___ PROVIDED ENTRIES ___
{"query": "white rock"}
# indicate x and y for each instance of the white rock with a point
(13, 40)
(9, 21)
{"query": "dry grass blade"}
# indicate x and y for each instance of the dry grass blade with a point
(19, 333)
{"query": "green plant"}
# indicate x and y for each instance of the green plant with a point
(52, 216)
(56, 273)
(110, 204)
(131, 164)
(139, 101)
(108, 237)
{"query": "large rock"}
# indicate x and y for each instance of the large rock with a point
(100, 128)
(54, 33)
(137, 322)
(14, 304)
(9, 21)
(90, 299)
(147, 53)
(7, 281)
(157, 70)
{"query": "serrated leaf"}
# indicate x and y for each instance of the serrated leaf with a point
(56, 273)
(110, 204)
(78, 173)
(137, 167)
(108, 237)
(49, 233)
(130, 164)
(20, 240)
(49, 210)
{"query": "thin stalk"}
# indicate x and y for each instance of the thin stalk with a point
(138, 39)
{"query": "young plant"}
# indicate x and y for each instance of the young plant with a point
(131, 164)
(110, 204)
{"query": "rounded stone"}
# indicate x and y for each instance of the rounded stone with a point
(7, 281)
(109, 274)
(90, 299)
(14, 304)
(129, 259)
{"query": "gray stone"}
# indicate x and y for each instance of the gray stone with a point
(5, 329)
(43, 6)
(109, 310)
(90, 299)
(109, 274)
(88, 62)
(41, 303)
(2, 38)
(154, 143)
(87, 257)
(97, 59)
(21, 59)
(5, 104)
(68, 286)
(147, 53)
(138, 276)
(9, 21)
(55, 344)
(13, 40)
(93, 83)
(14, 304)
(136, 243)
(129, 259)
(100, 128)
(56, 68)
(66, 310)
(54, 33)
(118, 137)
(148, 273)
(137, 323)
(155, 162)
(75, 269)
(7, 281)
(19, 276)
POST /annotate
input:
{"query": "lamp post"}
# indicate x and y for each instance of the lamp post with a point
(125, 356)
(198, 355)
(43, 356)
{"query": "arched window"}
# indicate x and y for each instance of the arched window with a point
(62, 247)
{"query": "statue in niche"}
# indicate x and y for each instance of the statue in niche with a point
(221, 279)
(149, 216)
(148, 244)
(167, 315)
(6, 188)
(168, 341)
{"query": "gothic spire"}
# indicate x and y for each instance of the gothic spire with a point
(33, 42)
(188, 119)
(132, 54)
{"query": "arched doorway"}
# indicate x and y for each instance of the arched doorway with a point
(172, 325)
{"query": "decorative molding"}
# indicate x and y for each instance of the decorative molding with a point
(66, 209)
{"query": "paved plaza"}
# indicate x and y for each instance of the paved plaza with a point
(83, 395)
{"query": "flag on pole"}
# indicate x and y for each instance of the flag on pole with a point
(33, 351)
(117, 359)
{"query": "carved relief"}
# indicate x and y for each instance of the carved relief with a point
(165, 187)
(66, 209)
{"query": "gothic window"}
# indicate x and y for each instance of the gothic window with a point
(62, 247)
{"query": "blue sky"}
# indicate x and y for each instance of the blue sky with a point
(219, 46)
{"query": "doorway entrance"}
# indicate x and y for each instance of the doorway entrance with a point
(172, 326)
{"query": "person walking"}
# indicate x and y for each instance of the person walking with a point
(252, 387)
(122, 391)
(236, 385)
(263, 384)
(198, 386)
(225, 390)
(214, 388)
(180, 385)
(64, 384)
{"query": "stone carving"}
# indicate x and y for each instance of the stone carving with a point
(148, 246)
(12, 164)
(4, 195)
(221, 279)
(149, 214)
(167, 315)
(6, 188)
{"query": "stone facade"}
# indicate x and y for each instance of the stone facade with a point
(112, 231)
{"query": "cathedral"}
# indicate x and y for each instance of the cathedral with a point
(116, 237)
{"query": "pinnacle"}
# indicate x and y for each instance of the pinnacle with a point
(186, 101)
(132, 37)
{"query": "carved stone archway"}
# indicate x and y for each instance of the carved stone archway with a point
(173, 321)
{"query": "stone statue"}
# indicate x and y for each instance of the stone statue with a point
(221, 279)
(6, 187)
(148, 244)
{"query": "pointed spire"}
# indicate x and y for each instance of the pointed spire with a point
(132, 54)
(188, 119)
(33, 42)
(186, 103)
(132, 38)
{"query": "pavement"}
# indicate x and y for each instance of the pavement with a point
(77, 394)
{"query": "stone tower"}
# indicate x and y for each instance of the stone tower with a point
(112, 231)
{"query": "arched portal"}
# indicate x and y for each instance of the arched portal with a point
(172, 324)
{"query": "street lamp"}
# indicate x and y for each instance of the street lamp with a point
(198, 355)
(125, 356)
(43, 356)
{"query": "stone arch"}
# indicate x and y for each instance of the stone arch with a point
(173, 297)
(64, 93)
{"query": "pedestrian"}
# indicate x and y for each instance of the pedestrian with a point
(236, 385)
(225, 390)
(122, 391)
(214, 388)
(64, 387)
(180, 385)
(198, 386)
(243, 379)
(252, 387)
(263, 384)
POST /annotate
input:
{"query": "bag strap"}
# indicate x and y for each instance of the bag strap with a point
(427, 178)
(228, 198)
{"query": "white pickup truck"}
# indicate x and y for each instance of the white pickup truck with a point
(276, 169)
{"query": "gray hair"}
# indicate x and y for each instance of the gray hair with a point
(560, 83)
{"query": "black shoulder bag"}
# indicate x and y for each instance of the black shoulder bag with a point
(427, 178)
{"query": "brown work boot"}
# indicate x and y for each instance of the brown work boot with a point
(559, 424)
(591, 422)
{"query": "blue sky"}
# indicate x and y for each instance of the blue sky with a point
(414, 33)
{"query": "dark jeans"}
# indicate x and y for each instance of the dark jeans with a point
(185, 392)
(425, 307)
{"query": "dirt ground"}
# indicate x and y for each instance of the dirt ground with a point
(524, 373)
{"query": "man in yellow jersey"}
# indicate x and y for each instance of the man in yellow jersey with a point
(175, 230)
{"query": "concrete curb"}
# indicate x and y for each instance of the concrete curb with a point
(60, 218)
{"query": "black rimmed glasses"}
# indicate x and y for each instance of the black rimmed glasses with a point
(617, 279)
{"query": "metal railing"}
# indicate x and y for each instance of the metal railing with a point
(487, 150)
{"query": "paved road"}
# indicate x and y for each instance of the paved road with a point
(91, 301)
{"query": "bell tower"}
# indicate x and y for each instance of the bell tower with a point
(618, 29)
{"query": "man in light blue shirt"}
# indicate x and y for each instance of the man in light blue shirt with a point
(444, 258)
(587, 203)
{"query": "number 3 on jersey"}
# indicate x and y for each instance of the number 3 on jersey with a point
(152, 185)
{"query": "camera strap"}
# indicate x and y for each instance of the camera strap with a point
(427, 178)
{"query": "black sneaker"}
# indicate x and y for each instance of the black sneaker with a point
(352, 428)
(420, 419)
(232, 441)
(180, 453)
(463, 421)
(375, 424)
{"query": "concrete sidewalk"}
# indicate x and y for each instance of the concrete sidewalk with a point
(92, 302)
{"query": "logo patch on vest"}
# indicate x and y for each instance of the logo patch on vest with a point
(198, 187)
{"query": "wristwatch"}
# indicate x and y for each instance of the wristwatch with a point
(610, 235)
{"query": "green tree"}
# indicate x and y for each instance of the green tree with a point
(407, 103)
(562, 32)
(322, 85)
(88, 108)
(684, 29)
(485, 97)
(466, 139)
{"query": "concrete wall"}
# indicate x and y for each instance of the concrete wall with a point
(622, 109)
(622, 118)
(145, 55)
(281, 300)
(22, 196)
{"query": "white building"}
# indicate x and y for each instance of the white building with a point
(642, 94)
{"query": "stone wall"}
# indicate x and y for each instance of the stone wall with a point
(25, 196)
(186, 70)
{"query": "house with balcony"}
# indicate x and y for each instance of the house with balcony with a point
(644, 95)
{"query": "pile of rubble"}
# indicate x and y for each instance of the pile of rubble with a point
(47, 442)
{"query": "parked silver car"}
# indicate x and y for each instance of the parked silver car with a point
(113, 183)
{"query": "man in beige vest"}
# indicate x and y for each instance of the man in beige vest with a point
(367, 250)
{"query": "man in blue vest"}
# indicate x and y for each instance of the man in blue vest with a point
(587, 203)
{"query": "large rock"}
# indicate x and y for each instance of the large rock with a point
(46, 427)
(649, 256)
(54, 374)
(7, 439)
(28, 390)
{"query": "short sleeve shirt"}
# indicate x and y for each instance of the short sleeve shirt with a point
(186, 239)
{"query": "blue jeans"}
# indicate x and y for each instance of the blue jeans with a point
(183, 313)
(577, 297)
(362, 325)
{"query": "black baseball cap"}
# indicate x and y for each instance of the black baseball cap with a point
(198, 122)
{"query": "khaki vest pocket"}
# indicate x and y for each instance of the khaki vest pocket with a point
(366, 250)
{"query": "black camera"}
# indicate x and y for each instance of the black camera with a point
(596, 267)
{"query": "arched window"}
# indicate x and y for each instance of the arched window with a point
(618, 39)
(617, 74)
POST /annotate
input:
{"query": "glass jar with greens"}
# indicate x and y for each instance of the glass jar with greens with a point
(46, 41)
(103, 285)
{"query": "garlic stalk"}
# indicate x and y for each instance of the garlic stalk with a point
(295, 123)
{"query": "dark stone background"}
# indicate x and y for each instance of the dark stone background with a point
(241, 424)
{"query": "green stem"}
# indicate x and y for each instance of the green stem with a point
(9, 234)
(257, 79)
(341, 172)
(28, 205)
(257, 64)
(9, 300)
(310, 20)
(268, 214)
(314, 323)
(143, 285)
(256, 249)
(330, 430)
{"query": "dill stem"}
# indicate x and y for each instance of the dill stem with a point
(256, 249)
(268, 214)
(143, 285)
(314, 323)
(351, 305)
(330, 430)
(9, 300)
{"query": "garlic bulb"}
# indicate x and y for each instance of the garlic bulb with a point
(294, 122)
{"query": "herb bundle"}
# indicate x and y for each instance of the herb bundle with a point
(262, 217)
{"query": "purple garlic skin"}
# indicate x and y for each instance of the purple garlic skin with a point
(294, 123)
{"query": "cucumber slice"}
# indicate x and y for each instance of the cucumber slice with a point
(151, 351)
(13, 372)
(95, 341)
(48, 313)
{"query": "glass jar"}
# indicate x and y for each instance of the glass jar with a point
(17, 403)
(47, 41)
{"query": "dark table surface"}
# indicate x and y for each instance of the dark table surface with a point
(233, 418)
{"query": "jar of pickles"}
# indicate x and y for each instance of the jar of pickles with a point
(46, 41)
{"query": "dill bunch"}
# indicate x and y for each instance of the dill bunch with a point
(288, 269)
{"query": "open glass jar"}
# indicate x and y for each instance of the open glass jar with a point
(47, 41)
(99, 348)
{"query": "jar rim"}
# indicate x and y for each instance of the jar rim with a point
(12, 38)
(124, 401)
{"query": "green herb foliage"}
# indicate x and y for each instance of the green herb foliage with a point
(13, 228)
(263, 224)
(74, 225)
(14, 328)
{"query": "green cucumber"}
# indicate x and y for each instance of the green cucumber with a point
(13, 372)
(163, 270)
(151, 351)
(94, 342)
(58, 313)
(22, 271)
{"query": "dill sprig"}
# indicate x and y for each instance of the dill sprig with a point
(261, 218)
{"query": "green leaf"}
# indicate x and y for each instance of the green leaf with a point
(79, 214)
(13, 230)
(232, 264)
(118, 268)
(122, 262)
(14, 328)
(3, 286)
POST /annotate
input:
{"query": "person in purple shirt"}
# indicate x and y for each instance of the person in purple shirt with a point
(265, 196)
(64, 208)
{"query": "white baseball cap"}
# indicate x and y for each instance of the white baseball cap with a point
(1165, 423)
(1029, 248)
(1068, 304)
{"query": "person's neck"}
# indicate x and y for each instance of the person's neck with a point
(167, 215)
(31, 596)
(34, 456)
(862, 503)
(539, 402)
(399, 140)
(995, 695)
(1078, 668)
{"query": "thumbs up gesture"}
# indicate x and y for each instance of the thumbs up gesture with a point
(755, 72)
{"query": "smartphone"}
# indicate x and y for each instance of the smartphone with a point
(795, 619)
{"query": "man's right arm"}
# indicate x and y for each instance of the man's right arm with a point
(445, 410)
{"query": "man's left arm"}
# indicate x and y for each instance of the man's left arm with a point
___
Would you count the lines in the entries that hold "left" and reply with only the count?

2